What you are asked to do - In the entries below, go to the line containing "Please put a marker on the rear door" and repeat it along with every later line, exactly.

Material for this exercise -
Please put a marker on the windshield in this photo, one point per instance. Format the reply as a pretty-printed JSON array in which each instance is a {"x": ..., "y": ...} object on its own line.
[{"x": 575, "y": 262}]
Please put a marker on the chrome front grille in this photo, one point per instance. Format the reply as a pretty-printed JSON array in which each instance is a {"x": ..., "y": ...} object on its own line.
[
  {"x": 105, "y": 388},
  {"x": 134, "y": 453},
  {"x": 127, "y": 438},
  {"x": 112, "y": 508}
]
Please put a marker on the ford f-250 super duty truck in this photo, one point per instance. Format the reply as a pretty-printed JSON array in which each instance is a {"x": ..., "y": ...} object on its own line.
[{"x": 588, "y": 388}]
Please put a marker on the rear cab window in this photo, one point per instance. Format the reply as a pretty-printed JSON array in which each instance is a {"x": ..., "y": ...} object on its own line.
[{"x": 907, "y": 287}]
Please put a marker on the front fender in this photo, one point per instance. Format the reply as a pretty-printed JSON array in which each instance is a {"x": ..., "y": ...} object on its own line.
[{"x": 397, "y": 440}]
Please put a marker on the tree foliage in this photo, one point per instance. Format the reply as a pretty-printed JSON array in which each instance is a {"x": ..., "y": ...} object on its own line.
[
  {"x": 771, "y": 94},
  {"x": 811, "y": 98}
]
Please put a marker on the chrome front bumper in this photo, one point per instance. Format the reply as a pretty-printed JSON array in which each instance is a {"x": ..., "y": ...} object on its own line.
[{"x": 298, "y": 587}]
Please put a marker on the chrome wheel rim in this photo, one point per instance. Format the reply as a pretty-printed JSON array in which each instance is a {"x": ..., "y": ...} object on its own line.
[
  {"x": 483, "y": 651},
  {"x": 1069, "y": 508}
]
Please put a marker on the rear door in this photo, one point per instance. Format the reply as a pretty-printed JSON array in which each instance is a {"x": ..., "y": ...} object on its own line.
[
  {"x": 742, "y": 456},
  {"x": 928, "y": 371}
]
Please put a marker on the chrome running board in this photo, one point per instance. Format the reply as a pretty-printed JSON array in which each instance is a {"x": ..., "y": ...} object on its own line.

Response for this exercise -
Please put a marker on the rear door in this photo, one point per instance. Format the reply as a pretty-printed JSON array in which each instance is a {"x": ..., "y": ...} object on its own line.
[
  {"x": 742, "y": 456},
  {"x": 928, "y": 371}
]
Please put a marker on the chrome running board in this photo, one point per instance. Format the reply as a pretty-printed JSON array in which each instance is a {"x": ..., "y": ...} object on its own line.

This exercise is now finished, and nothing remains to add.